BRIEF 1:
In the account of the FedEx Flight 087 crash, which two contributing factors are named?
BRIEF 2:
Continue the account of the FedEx Flight 087 crash from where it stops.

EXTRACT PROVIDED:
□ □ □ □ □
1999 aviation accident in the Philippines

On 17 October 1999, FedEx Express Flight 087, a McDonnell Douglas MD-11F, crashed after landing at Subic Bay International Airport. The aircraft was operating from Shanghai Hongqiao International Airport. Upon landing, the aircraft rolled down the whole length of the runway before plunging into the Subic Bay where it was mostly submerged. Both pilots survived with minor injuries. The aircraft was written off.

The cause of the accident was the pilots failing to respond to false airspeed indications and not selecting the correct airspeed indications. Contributing factors were clogged pitot drain holes and excessive landing speed.

== Background ==

=== Aircraft ===
The aircraft involved, manufactured by McDonnell Douglas in 1990, was a nine-year-old McDonnell Douglas MD-11F with aircraft registration N581FE and serial number 48419. The aircraft had logged 30,278 total airframe hours in 5,817 flight cycles. It was powered by three General Electric CF6 engines.

=== Crew ===
On board the aircraft were only two pilots:

- In command was 53-year-old Captain Michael Rooney. He had a total of 14,000 flight hours and 1,430 hours of experience on the MD-11. The captain was employed by Flying Tiger Line in the 1980s as a co-pilot on the Douglas DC-8 and the Boeing 747. Since the company's merger with FedEx, he had been a captain on the Boeing 727, and in April 1996, he began flying the MD-11 as a captain.
□ □ □ □ □
DATA:
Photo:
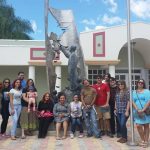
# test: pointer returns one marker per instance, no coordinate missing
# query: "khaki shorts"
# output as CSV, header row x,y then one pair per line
x,y
101,115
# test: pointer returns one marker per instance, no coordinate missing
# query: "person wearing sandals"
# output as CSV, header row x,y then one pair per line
x,y
61,113
76,116
45,109
5,106
122,105
15,105
141,101
88,96
28,120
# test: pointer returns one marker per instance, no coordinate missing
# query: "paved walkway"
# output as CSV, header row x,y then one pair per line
x,y
50,143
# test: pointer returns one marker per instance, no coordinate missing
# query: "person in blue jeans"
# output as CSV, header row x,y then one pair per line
x,y
76,116
122,109
88,95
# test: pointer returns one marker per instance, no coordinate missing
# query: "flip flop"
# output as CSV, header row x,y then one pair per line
x,y
23,137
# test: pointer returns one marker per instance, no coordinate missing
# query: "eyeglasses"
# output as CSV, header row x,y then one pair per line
x,y
6,82
75,96
120,84
98,78
141,82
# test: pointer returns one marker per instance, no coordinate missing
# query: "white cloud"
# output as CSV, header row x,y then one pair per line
x,y
87,29
141,8
112,20
88,1
34,26
113,5
88,22
98,27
□ □ □ □ □
EXERCISE OUTPUT 1:
Clogged pitot drain holes and excessive landing speed.

EXERCISE OUTPUT 2:
- The co-pilot was 43-year-old First Officer Cynthia Hubbard. She flew a total of 5,700 flight hours and had 2,300 hours of experience on the MD-11. Prior to joining FedEx, she served in the United States Air Force (USAF) for eight years as a captain on the Boeing 737 and the Lockheed C-5 Galaxy. After joining FedEx, she worked as a flight engineer on the Boeing 727 and the McDonnell Douglas DC-10, before qualifying as a co-pilot on the MD-11.

== Accident ==
The Subic Special Economic and Freeport Zone was formerly the site of the Subic Naval Base, and a small airport was one of FedEx's hubs.

The aircraft was fully loaded with cargo, and it mostly consisted of electronic goods and garments.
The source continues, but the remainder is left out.